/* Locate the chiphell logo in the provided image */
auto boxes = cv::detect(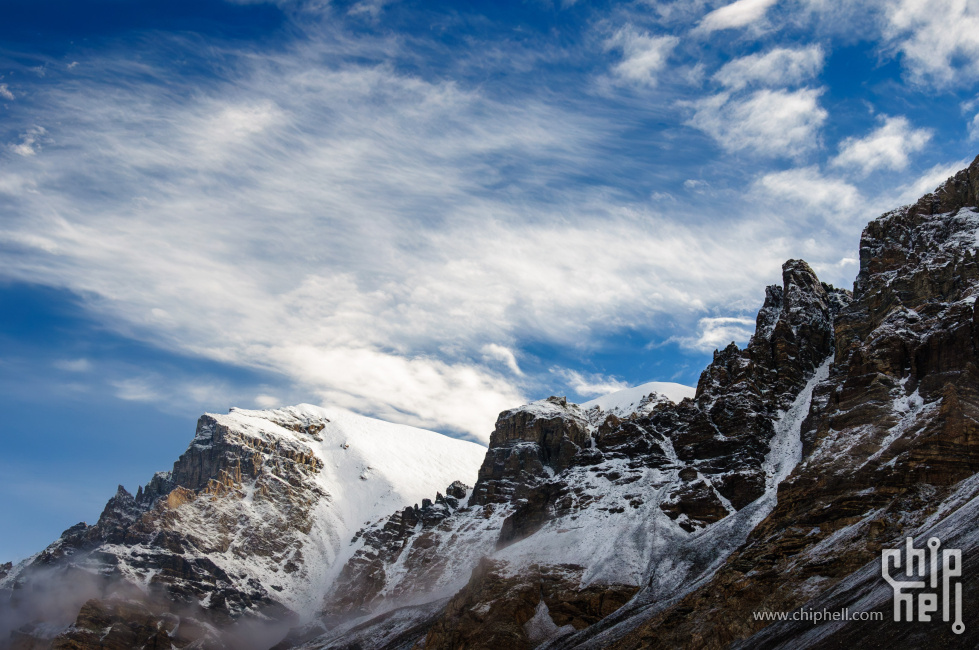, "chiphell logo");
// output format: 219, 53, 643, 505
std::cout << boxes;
881, 537, 965, 634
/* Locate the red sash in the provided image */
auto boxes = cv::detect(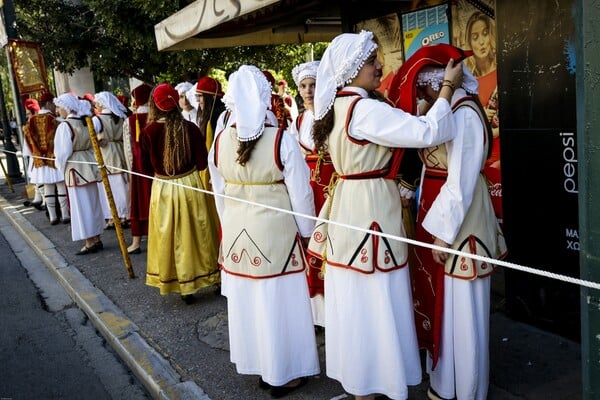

------------------------------------------------------------------------

PROMPT: Pull out every line in the rows above that contains the word "image". Match case exactly.

REPLY:
/* Locate the chiphell logo in the provided image */
/* Locate the red sash in the provided image */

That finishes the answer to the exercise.